■ **Exercise tasks**
(A) List the sports other than golf that the golf blog post mentions.
(B) Answer these questions about the golf blog post:
(i) At what age did the writer first pick up a golf club?
(ii) Who got the writer into the game?
(iii) According to the writer, what did the ribbing do for him?
(C) Extend the golf blog post, picking up right after its final sentence.
— begin Text shown —
Golf Truly Is For Everyone

Golf Truly Is For Everyone

Tuesday, November 3, 2015

Its Sixth Period, Where Are You Going?

     I have been playing golf now for almost fifty years now. When I first picked up a club at the age of thirteen it wasn't really the sport that a young man took up. A normal young man was playing Babe Ruth Baseball or Pop Warner Football. No, we didn't have Soccer back then in the dark ages but we did have TV. My choices were limited. The truth is my Dad got me into the game even though he never took the sport up.  That is a whole other story that I will share another time.
     During junior high when most kids were going to baseball practice, it was off to my golf lesson for me. You can't imaging the teasing I took for that. Things were said by my buddies and acquaintances that I can't share here, this being a family blog and all. It was pretty bad, to say the least. All I could do is look back at those who were tormenting and just know that someday things will change. I guess the fact that I was a bit of a nerd and a bit overweight back then didn't help matters.  The ribbing made a better man out of me, because I knew something they didn't. I was a golfer, and I could take a lot of pride in that.
— end Text shown —
— begin Raw records —
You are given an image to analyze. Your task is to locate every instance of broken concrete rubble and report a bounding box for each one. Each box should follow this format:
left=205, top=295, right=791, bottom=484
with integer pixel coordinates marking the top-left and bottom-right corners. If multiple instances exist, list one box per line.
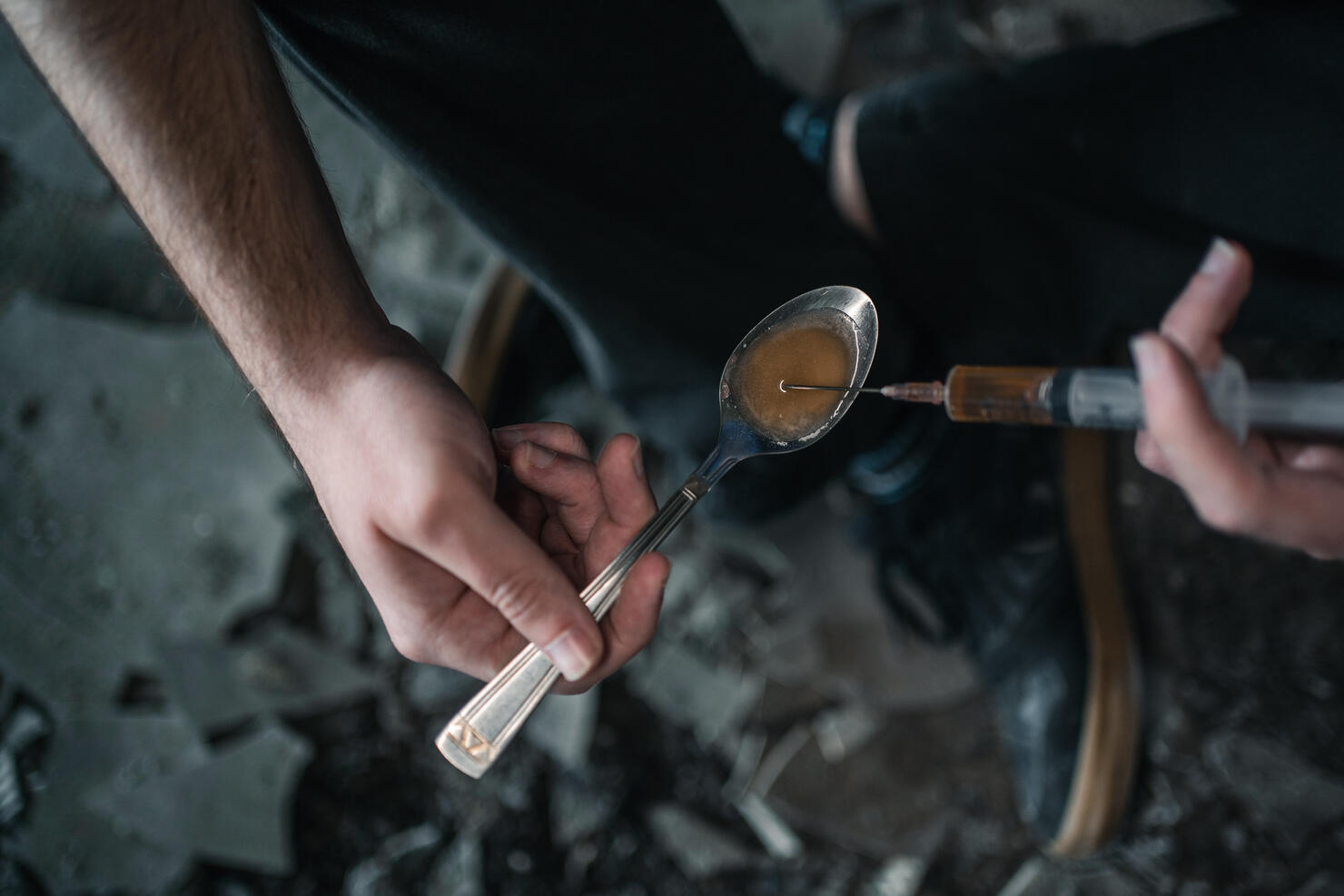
left=630, top=642, right=765, bottom=745
left=0, top=297, right=296, bottom=668
left=523, top=686, right=601, bottom=768
left=19, top=714, right=207, bottom=895
left=86, top=725, right=311, bottom=874
left=649, top=803, right=759, bottom=880
left=1204, top=731, right=1344, bottom=842
left=159, top=626, right=378, bottom=731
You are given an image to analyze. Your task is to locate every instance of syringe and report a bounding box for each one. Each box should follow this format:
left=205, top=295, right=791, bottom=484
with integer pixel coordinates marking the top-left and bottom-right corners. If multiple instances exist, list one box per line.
left=779, top=356, right=1344, bottom=440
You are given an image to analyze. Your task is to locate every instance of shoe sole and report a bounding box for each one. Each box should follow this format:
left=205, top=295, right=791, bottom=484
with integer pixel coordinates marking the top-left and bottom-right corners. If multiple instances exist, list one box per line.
left=1047, top=430, right=1140, bottom=859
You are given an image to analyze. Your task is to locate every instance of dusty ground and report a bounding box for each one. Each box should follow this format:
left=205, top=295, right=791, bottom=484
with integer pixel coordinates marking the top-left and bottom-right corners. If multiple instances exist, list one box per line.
left=0, top=0, right=1344, bottom=896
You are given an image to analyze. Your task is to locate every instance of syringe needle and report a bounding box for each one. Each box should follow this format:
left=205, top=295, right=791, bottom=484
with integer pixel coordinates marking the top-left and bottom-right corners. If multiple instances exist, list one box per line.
left=779, top=380, right=944, bottom=404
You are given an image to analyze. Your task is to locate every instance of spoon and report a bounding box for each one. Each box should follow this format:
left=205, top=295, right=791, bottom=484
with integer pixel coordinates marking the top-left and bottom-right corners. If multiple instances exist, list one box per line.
left=434, top=286, right=877, bottom=778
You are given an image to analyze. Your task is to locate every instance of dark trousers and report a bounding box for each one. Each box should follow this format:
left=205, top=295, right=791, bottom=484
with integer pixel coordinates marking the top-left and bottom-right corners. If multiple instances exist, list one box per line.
left=260, top=0, right=1344, bottom=510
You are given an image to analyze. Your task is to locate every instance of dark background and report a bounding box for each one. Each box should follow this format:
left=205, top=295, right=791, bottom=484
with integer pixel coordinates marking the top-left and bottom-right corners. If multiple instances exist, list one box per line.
left=0, top=0, right=1344, bottom=896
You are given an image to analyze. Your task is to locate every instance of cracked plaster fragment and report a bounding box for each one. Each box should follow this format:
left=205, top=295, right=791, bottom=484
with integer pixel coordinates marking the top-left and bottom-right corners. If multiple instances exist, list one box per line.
left=0, top=568, right=125, bottom=719
left=1204, top=731, right=1344, bottom=842
left=630, top=644, right=765, bottom=744
left=0, top=296, right=296, bottom=665
left=425, top=834, right=485, bottom=896
left=523, top=686, right=599, bottom=770
left=649, top=803, right=758, bottom=880
left=734, top=794, right=803, bottom=859
left=19, top=714, right=205, bottom=895
left=551, top=773, right=621, bottom=846
left=159, top=627, right=378, bottom=731
left=812, top=703, right=882, bottom=763
left=0, top=750, right=25, bottom=826
left=87, top=725, right=311, bottom=874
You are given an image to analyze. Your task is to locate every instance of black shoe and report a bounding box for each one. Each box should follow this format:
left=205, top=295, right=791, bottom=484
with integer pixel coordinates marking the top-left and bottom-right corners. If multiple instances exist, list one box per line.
left=849, top=409, right=1139, bottom=856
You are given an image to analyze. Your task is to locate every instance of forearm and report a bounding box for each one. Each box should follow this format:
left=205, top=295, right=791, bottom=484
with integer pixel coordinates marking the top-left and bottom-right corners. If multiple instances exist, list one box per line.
left=0, top=0, right=387, bottom=428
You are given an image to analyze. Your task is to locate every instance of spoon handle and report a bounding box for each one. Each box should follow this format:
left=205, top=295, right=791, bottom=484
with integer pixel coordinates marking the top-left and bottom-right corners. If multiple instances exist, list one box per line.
left=434, top=468, right=714, bottom=778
— end Raw records —
■ **Results for the exercise**
(A) Baseball (Babe Ruth Baseball), football (Pop Warner Football), soccer

(B)
(i) Thirteen
(ii) His Dad
(iii) It made a better man out of him.

(C)
      I tried baseball, but wasn't good at it.  I could hit but I was slow. You have three guesses which position I played.  I tried out for second base, but I wound up where else but Right field. As the song goes, I play right field--you can be awkward, you can be slow so that's why I'm here in right field watching the dandelions grow. Thank you Peter, Paul and Mary for those astute observations and that summation of my baseball career.
      Then came high school. In high school it is every young man's dream to play football. I never was a very big guy and if you thought I was slow in baseball, it is a bit unsettling when your coach brings out a calendar to time you in the forty yard dash.
      People hit you in football, and hard.  They run into you and you feel it even though you have pads on. It hurts. And this was just practice. It became clear that I was not enjoying this so it was time to consider the old adage of discretion being the better part of valor. I never got into a game, but I think my liver is a milimicron to the left of where it should be from all the hits. Football was not for me. So, I decided to try out for the golf team and I made it.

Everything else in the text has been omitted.